===== Data listing =====
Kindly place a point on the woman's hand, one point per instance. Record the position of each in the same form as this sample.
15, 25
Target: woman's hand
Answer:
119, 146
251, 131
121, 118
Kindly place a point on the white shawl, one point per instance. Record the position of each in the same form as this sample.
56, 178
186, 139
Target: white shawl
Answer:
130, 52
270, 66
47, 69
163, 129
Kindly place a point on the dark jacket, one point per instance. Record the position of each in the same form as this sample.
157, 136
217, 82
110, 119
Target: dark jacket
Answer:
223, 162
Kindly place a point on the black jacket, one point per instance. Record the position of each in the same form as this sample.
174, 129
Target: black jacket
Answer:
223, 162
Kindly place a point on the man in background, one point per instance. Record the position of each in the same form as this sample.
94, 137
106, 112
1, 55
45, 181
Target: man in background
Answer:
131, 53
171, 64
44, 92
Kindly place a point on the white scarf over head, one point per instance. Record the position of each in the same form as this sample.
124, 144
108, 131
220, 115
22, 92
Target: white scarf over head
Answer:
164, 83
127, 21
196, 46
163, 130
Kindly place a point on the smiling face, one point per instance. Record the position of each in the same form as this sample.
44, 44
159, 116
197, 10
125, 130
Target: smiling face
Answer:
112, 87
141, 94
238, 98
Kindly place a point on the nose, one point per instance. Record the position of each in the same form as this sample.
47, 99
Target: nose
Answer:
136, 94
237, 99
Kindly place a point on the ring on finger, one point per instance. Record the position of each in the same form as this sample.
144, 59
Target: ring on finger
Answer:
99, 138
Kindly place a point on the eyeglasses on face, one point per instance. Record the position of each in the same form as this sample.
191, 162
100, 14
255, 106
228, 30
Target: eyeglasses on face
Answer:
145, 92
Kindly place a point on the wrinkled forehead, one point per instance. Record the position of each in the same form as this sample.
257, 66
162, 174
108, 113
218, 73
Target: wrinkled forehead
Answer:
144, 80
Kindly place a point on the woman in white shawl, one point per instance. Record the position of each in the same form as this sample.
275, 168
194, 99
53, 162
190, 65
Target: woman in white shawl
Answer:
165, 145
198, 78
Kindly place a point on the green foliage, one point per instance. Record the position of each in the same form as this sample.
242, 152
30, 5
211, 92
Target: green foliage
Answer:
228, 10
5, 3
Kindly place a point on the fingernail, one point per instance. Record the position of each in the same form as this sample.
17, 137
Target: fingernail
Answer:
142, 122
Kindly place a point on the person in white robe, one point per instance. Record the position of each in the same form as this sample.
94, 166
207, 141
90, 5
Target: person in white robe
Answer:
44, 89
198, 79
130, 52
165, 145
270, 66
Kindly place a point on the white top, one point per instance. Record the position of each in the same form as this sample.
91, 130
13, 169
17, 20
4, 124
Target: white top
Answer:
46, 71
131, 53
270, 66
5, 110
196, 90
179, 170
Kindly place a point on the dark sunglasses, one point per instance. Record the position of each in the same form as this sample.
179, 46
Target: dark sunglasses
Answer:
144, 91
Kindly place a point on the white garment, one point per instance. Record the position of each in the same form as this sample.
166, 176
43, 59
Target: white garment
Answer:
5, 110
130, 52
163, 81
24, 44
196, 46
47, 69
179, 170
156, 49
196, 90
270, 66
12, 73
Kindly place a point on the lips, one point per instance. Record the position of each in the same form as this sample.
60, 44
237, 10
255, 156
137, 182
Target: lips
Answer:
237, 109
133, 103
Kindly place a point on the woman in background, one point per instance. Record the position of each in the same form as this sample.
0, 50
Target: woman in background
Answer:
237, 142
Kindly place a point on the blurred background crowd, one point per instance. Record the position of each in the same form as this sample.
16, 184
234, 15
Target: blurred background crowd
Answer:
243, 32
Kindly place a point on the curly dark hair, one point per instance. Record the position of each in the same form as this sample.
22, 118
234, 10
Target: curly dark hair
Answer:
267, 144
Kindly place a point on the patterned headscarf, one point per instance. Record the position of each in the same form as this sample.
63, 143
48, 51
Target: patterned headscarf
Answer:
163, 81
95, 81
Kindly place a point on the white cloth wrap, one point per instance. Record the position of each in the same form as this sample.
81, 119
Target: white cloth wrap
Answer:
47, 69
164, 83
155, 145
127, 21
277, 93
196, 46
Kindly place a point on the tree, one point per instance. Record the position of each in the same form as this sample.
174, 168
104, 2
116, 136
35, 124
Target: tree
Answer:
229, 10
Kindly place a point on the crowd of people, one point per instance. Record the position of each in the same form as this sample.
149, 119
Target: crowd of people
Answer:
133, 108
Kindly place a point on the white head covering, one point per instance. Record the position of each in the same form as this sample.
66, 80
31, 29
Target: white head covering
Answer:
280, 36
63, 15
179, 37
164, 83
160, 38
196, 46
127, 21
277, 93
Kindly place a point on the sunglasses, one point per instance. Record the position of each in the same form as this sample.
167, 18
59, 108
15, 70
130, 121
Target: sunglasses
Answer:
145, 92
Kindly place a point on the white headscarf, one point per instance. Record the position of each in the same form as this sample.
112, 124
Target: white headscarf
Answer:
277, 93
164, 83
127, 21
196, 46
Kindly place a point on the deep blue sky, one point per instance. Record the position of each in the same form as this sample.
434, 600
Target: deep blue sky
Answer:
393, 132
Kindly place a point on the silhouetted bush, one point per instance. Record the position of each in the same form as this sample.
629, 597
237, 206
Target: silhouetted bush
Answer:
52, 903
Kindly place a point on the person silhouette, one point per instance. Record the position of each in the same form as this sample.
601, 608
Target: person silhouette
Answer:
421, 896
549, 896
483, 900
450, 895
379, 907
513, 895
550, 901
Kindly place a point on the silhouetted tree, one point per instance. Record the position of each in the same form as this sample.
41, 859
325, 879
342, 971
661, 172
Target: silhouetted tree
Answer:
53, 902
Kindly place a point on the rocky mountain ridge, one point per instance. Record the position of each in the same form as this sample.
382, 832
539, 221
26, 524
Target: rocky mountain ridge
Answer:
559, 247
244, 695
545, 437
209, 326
=====
**To be done**
Return each line of the records above exactly as it reads.

**The result**
Kindly place a point on the woman's hand, one point per instance. Record the position of each in the same form as this sample.
15, 25
Target: woman's hand
Answer:
119, 146
251, 131
121, 118
Kindly place a point on the white shawl, one point per instance. Record the position of each in the same form as this sample.
56, 178
186, 139
Target: white shawl
Answer:
130, 52
270, 66
47, 69
163, 129
Kindly place a point on the dark jacket, one point per instance. Record the position of each in the same form as this sample.
157, 136
217, 82
110, 119
Target: dark jacket
Answer:
223, 162
Kindly place a point on the black jacket, one point per instance. Record the position of each in the same form as this sample.
174, 129
Target: black jacket
Answer:
223, 162
Kindly place a point on the man in background, one point per instance. Record the position of each in the same form as this sample.
94, 137
106, 112
1, 55
45, 181
Target: man in background
Answer:
131, 53
171, 64
44, 92
Kindly place a point on the white scarf over head, one point per instance. Record the position of each in the same form as this sample.
124, 144
108, 131
220, 115
22, 92
Target: white scarf over head
Answer:
164, 83
127, 21
196, 46
163, 130
Kindly place a point on the smiling face, one point per instance. Record the position of each in the same form as this sample.
44, 44
159, 116
197, 10
125, 130
Target: smiling face
Answer:
112, 87
141, 94
238, 98
Kindly place a point on the nose, one point per instance. Record the position of each in the same form as this sample.
47, 99
Target: nose
Answer:
136, 94
237, 99
Kindly place a point on the ring on finger, one point per instance. Record the position of each in the same form as this sample.
144, 59
Target: ring on finger
Answer:
99, 138
Kindly place a point on the eyeglasses on face, one point per instance. Record the position of each in the same form as this sample.
191, 162
100, 14
255, 106
228, 30
Target: eyeglasses on face
Answer:
145, 92
Kindly place a point on the wrinkled forehead, one point per instance. Record the position of each in the same form as this sample.
257, 66
162, 174
108, 113
218, 73
Target: wrinkled forehead
Answer:
144, 80
Kindly place a point on the woman in white shawl, one point per instance. Record the position of each in the same form as this sample.
275, 168
194, 99
53, 162
190, 65
Target: woman in white shawl
Answer:
165, 145
198, 78
Kindly place a point on the green foliage, one point per instance. Record the position of each in the same form as this sample.
242, 152
30, 5
211, 92
Target: green foliage
Answer:
228, 10
5, 3
Kindly place a point on the fingernail, one point per instance. Record the position of each in the same form as this sample.
17, 137
Target: fingernail
Answer:
142, 122
Kindly place a point on the person in white robe, one point per instance. Record the position of each in the same form as this sample.
94, 166
207, 141
90, 5
Target: person in white robe
Answer:
44, 89
198, 79
130, 52
165, 145
270, 66
Kindly place a point on the white top, one point per instance. Record the position of each in the same form as this sample.
91, 130
13, 169
17, 20
4, 124
Target: white top
Answer:
46, 71
131, 53
270, 66
5, 110
196, 90
179, 170
Kindly place a point on the dark sunglasses, one point per instance. Record the position of each in the same form as this sample.
179, 46
Target: dark sunglasses
Answer:
144, 91
Kindly place a point on the white garment, one point per instance. Record the position of each in the same form as this sample.
166, 176
43, 59
Target: white garment
Answer:
5, 110
130, 52
163, 81
24, 44
196, 46
47, 69
179, 170
156, 49
196, 90
270, 66
12, 73
Kindly place a point on the lips, one point per instance. Record the position of each in the same form as this sample.
60, 44
237, 10
255, 156
137, 182
Target: lips
Answer:
237, 109
133, 103
Kindly place a point on the woman in background, one point per instance. Record the position of each in the same form as this sample.
0, 50
Target: woman in background
Answer:
237, 142
Kindly place a point on the blurred background crowd, one point per instance. Record the position of each in the same form as this sample.
16, 184
234, 15
Target: blurred background crowd
Answer:
243, 32
Kindly place a point on the curly dark hair, one point per instance. Record the position of each in the same form as this sample.
22, 118
234, 10
Target: curly dark hair
Answer:
267, 144
Kindly place a point on the patterned headscarf, one point per instance. Record the position of each in the same form as this sample.
63, 143
48, 51
Target: patterned headscarf
Answer:
163, 81
95, 81
Kindly place a point on the white cloth wrap, one point per instance. Record the position of each in the same form as this sample.
81, 119
Target: white cloth wrap
Answer:
47, 69
164, 83
155, 145
127, 21
277, 93
196, 46
Kindly place a point on the tree, one point per instance. Record the position of each in the same form as this sample.
174, 168
104, 2
116, 136
35, 124
Target: tree
Answer:
229, 10
Kindly place a point on the crowd of people, one point per instance. Record the position of each in the same form as this sample.
149, 119
Target: crowd of people
Answer:
133, 108
Kindly place a point on the white head covering, one point per instance. Record the position of each in the same form as this sample.
66, 80
31, 29
Target: white head covering
Answer:
280, 36
63, 15
179, 37
164, 83
160, 38
196, 46
127, 21
277, 93
Kindly place a point on the sunglasses, one point per instance. Record the position of each in the same form as this sample.
167, 18
59, 108
15, 70
130, 121
Target: sunglasses
Answer:
145, 92
Kindly place a point on the white headscarf, one point per instance. Record the position of each in the same form as this sample.
112, 124
Target: white headscarf
Answer:
277, 93
164, 83
127, 21
196, 46
Kindly place a point on the deep blue sky, one point per instance. Record the position of each in the same form as this sample.
434, 600
Target: deep blue sky
Answer:
393, 132
Kindly place a point on the silhouetted bush, one point per instance. Record the position of each in the same form as this sample.
629, 597
237, 206
Target: silhouetted bush
Answer:
52, 903
Kindly place a point on the person silhouette, one point per instance. Record the position of each in the same form as this sample.
601, 608
Target: person silhouette
Answer:
421, 896
549, 896
483, 900
450, 895
379, 907
513, 895
550, 901
Kindly place a point on the silhouetted tree, one point per instance. Record the position of each in the same form as this sample.
41, 859
325, 879
342, 971
661, 172
Target: silhouetted tree
Answer:
53, 902
Kindly place a point on the rocky mountain ridge, one point per instance. Record the position of each in the same form as this sample.
382, 832
539, 221
26, 524
Target: rocky mountain ridge
Answer:
559, 247
244, 695
545, 437
209, 326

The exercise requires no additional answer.